◆ **EXERCISE PROMPT**:
Repeat all entries below exactly as shown.

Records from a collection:
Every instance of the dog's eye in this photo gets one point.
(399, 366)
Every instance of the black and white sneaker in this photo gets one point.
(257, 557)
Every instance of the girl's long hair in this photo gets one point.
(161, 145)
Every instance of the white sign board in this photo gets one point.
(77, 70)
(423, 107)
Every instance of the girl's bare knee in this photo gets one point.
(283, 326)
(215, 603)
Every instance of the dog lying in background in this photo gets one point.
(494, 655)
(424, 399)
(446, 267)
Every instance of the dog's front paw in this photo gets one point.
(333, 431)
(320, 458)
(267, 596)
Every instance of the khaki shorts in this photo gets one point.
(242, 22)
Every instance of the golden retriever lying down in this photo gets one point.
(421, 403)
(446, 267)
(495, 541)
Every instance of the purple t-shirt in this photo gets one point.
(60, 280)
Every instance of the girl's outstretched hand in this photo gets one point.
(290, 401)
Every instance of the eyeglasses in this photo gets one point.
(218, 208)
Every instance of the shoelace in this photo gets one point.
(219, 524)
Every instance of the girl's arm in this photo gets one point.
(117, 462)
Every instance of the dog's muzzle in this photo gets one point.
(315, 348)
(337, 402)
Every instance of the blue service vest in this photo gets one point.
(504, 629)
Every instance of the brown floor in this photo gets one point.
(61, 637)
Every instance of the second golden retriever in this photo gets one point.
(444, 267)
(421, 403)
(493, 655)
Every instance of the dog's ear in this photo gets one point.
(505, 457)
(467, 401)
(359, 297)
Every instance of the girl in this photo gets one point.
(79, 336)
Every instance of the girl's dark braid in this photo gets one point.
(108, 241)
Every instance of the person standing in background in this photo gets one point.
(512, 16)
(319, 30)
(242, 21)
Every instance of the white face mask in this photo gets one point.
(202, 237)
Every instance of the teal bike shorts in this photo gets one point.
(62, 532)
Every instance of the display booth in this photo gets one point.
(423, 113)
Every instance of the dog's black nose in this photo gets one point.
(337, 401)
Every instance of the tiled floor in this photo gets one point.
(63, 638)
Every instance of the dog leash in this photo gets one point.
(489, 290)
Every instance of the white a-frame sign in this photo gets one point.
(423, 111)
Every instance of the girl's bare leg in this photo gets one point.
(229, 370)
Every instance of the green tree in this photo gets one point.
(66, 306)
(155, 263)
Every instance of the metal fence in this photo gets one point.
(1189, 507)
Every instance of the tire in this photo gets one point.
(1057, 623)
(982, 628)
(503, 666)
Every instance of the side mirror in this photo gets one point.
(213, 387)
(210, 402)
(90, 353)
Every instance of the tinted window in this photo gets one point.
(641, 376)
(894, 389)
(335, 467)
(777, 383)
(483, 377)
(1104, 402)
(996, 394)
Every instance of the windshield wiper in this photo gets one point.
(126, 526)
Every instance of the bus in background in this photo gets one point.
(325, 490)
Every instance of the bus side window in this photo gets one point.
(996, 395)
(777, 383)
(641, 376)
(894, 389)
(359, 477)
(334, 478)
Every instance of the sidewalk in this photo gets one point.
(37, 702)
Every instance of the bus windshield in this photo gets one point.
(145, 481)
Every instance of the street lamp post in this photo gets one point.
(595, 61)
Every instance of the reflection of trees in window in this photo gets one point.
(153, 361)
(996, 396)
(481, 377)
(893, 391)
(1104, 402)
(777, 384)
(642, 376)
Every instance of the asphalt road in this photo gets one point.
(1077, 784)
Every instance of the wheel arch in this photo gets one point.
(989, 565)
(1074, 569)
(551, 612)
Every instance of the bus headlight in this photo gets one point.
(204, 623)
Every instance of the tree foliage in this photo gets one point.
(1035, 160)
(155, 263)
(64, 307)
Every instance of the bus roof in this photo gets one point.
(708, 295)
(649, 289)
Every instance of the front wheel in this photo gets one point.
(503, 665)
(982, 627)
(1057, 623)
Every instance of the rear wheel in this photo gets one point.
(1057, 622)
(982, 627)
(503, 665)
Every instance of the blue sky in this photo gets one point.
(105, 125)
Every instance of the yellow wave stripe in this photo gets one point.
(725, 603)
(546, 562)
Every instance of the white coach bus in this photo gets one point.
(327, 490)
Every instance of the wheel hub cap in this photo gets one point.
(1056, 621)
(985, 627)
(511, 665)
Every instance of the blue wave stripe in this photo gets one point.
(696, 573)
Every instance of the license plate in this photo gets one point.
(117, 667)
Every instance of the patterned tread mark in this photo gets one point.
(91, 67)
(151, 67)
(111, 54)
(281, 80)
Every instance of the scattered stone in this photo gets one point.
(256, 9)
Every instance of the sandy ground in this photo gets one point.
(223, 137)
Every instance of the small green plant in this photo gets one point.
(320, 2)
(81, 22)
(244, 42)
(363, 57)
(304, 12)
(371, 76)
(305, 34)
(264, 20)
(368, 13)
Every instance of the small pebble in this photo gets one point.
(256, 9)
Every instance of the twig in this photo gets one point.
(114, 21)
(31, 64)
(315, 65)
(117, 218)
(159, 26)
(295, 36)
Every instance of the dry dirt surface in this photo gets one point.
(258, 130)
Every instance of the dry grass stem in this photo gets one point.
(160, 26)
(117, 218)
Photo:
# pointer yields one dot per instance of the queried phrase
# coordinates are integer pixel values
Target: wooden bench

◆ **THE ANSWER**:
Every instance of the dog's eye in this photo gets one point.
(399, 366)
Every instance of the black and white sneaker in this photo gets one point.
(257, 557)
Every instance of the girl's long hair in this photo gets one point.
(161, 145)
Every instance of the white sign board in this photo gets one point.
(77, 70)
(423, 107)
Every instance of the girl's bare knee in this photo gets one point.
(283, 326)
(215, 603)
Every instance of the dog lying in background in this photo gets one point.
(494, 655)
(424, 399)
(446, 267)
Every instance of the dog's front paw in this photo gets one point.
(333, 431)
(320, 458)
(267, 596)
Every instance of the khaki shorts in this photo gets one point.
(242, 22)
Every instance of the golden retriever lying down in this photo gets one point.
(421, 403)
(446, 267)
(495, 541)
Every instance of the purple t-shirt in this photo gets one point.
(60, 280)
Every instance of the girl's outstretched hand in this photo gets one point.
(290, 401)
Every instance of the eyeglasses in this photo gets one point.
(218, 208)
Every instance of the shoelace in this photo gets one point.
(219, 524)
Every instance of the girl's arm in this photo gets one point.
(117, 462)
Every instance of the dog's muzzle in this photo gets one point.
(315, 348)
(337, 402)
Every instance of the blue service vest in this photo gets one point.
(504, 629)
Every instance of the brown floor in this photo gets one point.
(61, 637)
Every instance of the second golden retriever in this photo gets one point.
(444, 267)
(421, 403)
(493, 655)
Every instance of the dog's ear in this photo gets one point.
(505, 457)
(467, 401)
(359, 297)
Every instance of the girl in this photo gets one point.
(79, 336)
Every instance of the girl's dark braid in this photo gets one point.
(108, 241)
Every instance of the person standing in background in this photo gets one point.
(512, 16)
(319, 30)
(242, 21)
Every instance of the white face mask in this photo gets one point.
(202, 237)
Every instance of the teal bike shorts in this photo gets one point.
(62, 532)
Every instance of the display booth in this photo gets one point.
(423, 113)
Every instance of the dog's black nose in this photo gets one point.
(337, 401)
Every instance of the tiled floor in this photo gets one point.
(63, 638)
Every instance of the dog leash in this photo gets one point.
(489, 290)
Every instance of the white a-frame sign in this photo gets one point.
(423, 111)
Every instance of the girl's bare leg in this photo gets one point.
(229, 370)
Every instance of the green tree in this photo gets one point.
(66, 306)
(155, 263)
Every instance of the metal fence in this photo gets one point.
(1189, 507)
Every instance of the tire in this photo gets one point.
(1057, 623)
(982, 628)
(503, 666)
Every instance of the side mirror in this photo gets one point.
(213, 387)
(210, 402)
(90, 353)
Every instance of the tinted window in this photo gets one point.
(641, 376)
(894, 389)
(335, 467)
(777, 383)
(483, 377)
(1104, 402)
(996, 394)
Every instance of the windshield wiper in this photo gets one point.
(126, 526)
Every instance of the bus in background in this photo gets one point.
(325, 490)
Every instance of the bus side window in this photo gets one point.
(996, 395)
(777, 383)
(641, 376)
(894, 389)
(359, 477)
(334, 478)
Every instance of the sidewalk in this photo gets one point.
(37, 702)
Every instance of the bus windshield in this photo gets one point.
(145, 481)
Every instance of the street lamp post in this photo gets one point.
(595, 61)
Every instance of the reflection of trees in window in this photo gets one point.
(153, 361)
(996, 396)
(481, 377)
(893, 391)
(1104, 402)
(777, 384)
(642, 376)
Every instance of the asphalt road in this photo gets one point.
(1077, 784)
Every instance of the wheel arch in this photo gets one point.
(989, 565)
(1074, 569)
(551, 612)
Every instance of the bus headlight in this photo gets one point.
(204, 623)
Every instance of the tree foliage in this photo gets one point.
(1035, 160)
(155, 263)
(64, 307)
Every instance of the bus roof in this photo gets one point.
(708, 295)
(649, 289)
Every instance of the front wheel in this photo gets one point.
(503, 665)
(982, 627)
(1057, 623)
Every instance of the rear wheel in this photo gets one point.
(1057, 622)
(982, 627)
(503, 665)
Every instance of the blue sky in this photo gets one point.
(105, 125)
Every instance of the yellow wave stripe in this photo gets one point.
(725, 603)
(546, 562)
Every instance of the white coach bus in this photo gets one point.
(327, 490)
Every instance of the wheel hub cap in this photo gets one point.
(1056, 621)
(985, 627)
(511, 665)
Every instance of the blue wave stripe in this photo gets one point.
(696, 573)
Every instance of the license plate in this photo gets one point.
(117, 667)
Every instance of the patterned tread mark in this photo gets one point.
(91, 67)
(151, 67)
(111, 54)
(281, 80)
Every instance of the scattered stone in this photo gets one point.
(256, 9)
Every instance of the sandy ground in this photo gets one point.
(223, 137)
Every instance of the small green plant in this photo gets one point.
(320, 2)
(81, 22)
(244, 42)
(363, 57)
(304, 12)
(371, 76)
(305, 34)
(264, 20)
(368, 13)
Every instance of the small pebble in this photo gets one point.
(256, 9)
Every instance of the twig in this photo gets one point.
(114, 21)
(31, 64)
(315, 65)
(117, 218)
(159, 26)
(295, 36)
Every instance of the dry dirt surface in this photo gets one point.
(258, 130)
Every instance of the dry grass stem in this photo gets one point.
(160, 26)
(117, 218)
Photo:
# pointer yields one dot per instance of the queried phrase
# coordinates are integer pixel values
Target: wooden bench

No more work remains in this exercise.